[Supplied text]

Rushing to rebook the earliest available Prometric seat without changing your preparation approach is the most common and most preventable reason for a second unsuccessful attempt. Your score report is the difference between that outcome and a passing result.
The complete details of what to expect at the testing site - from check-in to biometric procedures to equipment available - are covered in our article on ARRT(R) Exam Day Logistics: What to Bring and Expect.
Aligning Your Prep to Domain Weight
This section is intentionally short because the most important study decisions for ARRT(R) are content decisions, not methodology decisions. That said, domain weight should directly govern how you allocate your preparation calendar.
Procedures Foundation (Domain 4 - 33%)
- Work through all major body region positioning: chest, abdomen, extremities, spine
- Drill anatomical landmarks and projection criteria using visual references
- Complete practice questions exclusively in Domain 4 to baseline your starting performance
Image Production + Safety (Domains 3 and 2 - 50.5% combined)

[/Supplied text]
[Entries supplied]

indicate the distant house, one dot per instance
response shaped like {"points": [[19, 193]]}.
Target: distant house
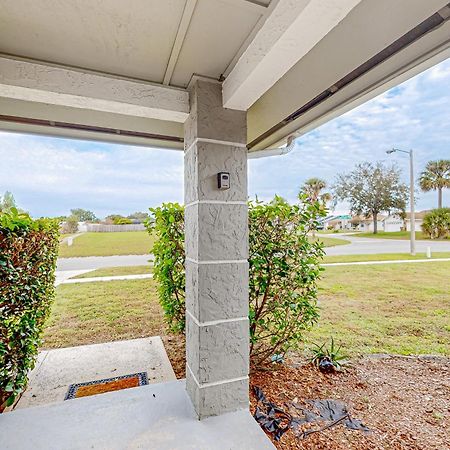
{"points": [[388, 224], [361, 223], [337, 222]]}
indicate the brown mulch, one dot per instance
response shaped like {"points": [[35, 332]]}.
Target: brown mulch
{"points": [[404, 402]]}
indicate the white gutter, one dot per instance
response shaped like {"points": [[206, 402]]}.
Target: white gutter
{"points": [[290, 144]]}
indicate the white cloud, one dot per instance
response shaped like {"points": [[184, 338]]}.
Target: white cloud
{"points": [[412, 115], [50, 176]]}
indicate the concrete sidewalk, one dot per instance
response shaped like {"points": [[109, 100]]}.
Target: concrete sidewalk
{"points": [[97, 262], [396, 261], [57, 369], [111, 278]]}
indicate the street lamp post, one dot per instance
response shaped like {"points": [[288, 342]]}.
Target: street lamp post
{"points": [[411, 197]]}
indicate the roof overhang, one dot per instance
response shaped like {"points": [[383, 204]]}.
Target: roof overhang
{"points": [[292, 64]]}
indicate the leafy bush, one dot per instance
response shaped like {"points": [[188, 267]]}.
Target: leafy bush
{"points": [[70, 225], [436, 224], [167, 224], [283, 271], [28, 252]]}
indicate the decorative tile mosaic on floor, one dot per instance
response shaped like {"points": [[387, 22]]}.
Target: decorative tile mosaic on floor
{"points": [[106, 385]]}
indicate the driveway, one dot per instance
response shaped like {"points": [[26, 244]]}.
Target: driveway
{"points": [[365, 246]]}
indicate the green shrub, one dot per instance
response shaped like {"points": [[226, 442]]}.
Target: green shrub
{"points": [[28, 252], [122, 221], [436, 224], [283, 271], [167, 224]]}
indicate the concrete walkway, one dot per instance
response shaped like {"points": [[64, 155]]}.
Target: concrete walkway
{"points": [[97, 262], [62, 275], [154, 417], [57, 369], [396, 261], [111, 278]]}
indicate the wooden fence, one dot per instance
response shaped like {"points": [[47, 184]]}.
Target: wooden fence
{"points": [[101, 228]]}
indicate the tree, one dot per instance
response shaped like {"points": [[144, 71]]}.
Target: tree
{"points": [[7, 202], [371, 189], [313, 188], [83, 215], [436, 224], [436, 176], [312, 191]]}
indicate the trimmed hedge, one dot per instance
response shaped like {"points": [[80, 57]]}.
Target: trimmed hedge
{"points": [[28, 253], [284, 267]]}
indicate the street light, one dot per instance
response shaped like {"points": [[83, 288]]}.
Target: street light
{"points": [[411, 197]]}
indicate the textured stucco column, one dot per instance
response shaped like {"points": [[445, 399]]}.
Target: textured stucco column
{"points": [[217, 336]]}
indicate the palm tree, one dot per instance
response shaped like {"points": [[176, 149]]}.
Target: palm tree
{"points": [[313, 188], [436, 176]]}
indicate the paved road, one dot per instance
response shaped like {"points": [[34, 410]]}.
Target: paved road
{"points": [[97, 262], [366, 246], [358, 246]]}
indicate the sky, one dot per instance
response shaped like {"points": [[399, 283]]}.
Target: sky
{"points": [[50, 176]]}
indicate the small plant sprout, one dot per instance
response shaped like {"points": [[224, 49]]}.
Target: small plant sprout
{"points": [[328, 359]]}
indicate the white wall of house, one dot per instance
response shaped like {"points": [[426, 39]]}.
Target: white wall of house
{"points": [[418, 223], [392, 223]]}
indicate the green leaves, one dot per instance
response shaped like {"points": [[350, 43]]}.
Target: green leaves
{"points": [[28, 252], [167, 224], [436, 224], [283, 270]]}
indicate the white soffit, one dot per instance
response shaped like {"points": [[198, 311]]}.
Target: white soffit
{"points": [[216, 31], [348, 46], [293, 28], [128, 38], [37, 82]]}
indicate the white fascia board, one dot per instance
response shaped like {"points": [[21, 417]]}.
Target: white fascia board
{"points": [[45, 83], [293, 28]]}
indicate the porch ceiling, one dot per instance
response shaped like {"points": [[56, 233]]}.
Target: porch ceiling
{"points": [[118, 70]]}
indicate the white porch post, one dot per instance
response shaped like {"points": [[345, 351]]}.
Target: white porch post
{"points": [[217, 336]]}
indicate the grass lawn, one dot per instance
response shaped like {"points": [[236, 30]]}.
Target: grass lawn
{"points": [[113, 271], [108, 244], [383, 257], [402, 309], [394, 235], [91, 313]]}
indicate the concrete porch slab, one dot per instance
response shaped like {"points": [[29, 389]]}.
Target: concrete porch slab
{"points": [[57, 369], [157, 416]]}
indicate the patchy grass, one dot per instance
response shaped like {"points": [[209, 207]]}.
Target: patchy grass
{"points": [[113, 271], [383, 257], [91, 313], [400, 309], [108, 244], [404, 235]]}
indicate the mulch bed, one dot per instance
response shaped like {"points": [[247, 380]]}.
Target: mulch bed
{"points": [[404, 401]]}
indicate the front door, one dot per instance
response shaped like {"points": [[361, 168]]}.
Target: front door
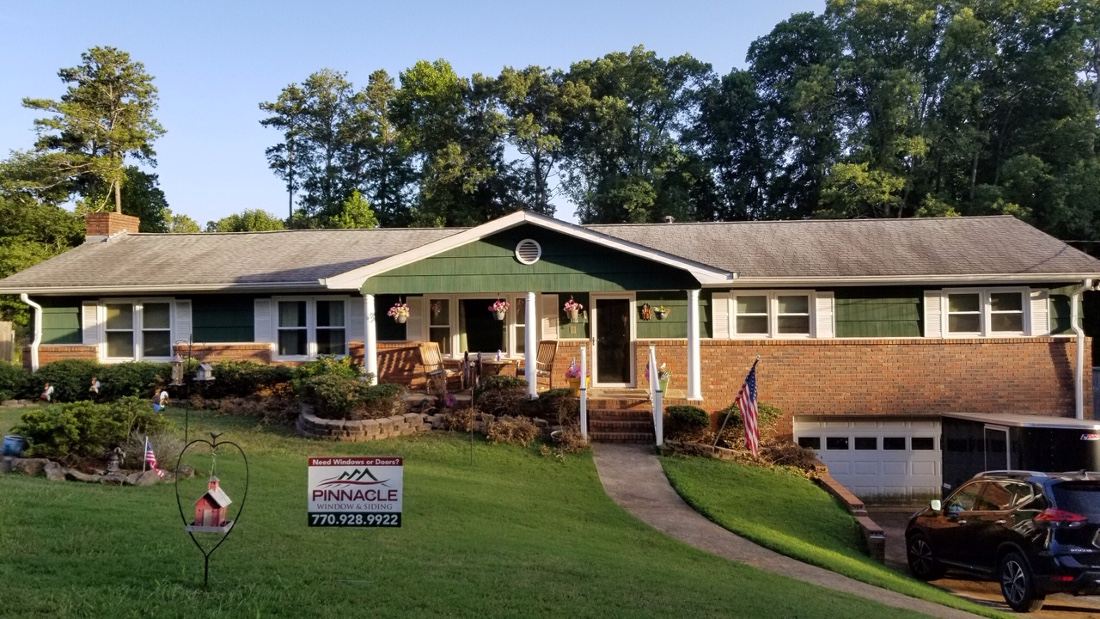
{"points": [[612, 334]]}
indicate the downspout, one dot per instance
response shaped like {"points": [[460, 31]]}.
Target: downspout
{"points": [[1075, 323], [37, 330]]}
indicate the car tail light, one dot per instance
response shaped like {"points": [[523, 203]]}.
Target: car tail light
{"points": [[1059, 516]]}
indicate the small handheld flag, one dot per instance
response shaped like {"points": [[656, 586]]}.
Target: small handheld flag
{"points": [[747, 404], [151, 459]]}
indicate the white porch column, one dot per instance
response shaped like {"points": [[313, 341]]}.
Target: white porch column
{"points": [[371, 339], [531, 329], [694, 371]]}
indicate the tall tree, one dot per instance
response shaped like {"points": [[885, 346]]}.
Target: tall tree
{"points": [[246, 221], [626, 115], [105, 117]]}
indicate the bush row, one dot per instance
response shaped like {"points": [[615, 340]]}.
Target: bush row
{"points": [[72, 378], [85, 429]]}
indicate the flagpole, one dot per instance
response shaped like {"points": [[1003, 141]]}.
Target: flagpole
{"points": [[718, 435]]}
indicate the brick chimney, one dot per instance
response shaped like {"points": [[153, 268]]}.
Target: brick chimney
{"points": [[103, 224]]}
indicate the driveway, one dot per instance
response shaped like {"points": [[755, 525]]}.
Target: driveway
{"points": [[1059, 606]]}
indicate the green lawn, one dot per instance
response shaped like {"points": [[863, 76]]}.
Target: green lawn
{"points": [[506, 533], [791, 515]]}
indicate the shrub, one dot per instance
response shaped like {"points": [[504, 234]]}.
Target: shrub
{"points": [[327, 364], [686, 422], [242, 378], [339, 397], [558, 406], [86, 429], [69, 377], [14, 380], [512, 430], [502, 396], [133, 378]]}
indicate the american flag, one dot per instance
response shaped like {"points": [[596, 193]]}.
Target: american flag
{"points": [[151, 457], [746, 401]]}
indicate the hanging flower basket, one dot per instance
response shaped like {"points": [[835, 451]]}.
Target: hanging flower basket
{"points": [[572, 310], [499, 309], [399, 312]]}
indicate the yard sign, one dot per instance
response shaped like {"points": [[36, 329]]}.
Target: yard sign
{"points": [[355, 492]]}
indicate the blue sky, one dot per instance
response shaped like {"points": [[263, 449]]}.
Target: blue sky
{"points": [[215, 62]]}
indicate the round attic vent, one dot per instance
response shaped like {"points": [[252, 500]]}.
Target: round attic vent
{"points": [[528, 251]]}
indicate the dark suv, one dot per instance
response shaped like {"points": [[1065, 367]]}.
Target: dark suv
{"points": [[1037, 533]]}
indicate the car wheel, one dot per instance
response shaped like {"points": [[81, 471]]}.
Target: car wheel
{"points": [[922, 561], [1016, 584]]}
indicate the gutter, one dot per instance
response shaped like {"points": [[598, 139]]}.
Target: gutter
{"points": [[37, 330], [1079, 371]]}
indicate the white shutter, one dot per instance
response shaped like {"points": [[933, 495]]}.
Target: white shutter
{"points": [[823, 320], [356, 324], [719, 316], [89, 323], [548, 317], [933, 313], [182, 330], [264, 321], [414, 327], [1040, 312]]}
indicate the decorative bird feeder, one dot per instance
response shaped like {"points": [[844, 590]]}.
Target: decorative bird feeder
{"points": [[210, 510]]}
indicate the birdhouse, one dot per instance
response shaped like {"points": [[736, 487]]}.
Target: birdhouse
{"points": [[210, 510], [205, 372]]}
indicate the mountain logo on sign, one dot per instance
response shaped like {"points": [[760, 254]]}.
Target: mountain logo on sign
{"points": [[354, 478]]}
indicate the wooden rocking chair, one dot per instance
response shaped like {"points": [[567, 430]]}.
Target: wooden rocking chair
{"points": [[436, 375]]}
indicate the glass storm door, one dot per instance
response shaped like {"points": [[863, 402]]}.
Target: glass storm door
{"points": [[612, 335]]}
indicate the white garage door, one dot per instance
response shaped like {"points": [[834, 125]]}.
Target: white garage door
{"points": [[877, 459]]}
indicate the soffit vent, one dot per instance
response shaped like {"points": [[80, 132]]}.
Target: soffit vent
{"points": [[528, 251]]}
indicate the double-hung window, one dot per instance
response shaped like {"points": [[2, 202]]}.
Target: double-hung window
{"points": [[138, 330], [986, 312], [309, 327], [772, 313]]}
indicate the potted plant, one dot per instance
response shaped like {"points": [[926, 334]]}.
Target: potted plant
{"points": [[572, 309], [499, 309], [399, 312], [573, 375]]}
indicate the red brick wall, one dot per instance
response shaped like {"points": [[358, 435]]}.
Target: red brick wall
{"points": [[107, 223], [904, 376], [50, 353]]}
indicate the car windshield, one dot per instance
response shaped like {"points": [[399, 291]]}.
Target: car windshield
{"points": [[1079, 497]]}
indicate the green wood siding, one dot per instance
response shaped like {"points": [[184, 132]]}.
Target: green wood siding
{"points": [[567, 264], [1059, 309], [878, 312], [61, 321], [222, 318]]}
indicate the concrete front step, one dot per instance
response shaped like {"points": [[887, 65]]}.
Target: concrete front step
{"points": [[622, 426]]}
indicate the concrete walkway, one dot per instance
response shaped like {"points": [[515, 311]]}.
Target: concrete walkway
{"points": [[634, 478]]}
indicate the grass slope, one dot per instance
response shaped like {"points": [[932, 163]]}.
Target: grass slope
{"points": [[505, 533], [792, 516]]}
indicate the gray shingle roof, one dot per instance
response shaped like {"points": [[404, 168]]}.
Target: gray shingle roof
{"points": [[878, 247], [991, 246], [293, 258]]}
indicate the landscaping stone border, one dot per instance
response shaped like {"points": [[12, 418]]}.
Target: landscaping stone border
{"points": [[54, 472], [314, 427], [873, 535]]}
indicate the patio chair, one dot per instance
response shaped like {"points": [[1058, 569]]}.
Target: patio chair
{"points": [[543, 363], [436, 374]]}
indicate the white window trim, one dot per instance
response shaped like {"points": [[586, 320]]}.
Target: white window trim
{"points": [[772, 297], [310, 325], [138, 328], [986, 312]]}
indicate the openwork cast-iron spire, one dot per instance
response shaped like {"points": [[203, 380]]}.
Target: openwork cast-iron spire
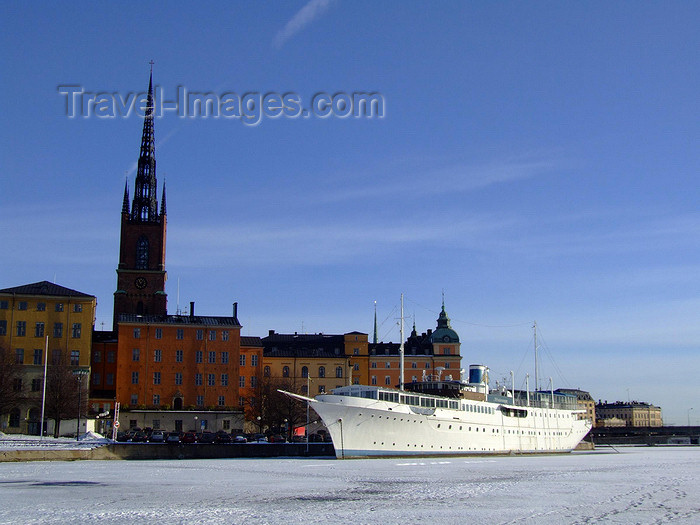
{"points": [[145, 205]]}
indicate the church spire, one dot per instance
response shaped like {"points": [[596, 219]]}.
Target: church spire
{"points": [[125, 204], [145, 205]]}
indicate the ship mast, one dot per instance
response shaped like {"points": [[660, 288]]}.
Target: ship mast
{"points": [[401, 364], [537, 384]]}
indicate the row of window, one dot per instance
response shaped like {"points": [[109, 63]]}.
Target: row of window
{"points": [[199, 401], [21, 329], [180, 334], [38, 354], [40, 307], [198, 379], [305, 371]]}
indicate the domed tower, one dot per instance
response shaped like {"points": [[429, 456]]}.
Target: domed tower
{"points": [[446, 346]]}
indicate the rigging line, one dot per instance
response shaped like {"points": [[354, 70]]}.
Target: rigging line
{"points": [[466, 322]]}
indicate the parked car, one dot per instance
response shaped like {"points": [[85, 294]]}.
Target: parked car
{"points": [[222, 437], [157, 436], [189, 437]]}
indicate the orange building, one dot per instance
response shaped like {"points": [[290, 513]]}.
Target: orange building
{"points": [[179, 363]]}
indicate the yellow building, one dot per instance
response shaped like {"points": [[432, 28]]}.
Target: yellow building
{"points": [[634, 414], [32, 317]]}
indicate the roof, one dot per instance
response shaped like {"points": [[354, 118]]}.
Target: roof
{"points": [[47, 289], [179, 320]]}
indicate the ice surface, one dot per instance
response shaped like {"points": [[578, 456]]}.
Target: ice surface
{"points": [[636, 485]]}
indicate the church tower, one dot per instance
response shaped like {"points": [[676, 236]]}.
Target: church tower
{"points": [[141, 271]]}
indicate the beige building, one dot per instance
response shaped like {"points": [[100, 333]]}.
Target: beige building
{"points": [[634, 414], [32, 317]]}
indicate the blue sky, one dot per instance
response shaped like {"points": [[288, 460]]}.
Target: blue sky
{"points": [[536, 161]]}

[/Entries supplied]

Activity list |
#1 For each statement about the ARRT(R) prep text, answer yes or no and quote the words of the text that decide it. (a) The section on aligning prep to domain weight is described as intentionally short. (b) Domain 4 makes up 50.5% of the exam. (c) Details of what to expect at the testing site are covered in an article on exam day logistics.
#2 Rewrite the ARRT(R) prep text starting at "Procedures Foundation (Domain" and ending at "- 50.5% combined)", putting "thorax" in place of "chest".
#3 In the ARRT(R) prep text, what combined share of the exam do the Image Production and Safety domains account for?

Activity answers |
#1
(a) Yes: "This section is intentionally short"
(b) No: "Procedures Foundation (Domain 4 - 33%)"
(c) Yes: "are covered in our article on ARRT(R) Exam Day Logistics: What to Bring and Expect"

#2
Procedures Foundation (Domain 4 - 33%)
- Work through all major body region positioning: thorax, abdomen, extremities, spine
- Drill anatomical landmarks and projection criteria using visual references
- Complete practice questions exclusively in Domain 4 to baseline your starting performance
Image Production + Safety (Domains 3 and 2 - 50.5% combined)

#3 50.5% combined (Domains 3 and 2).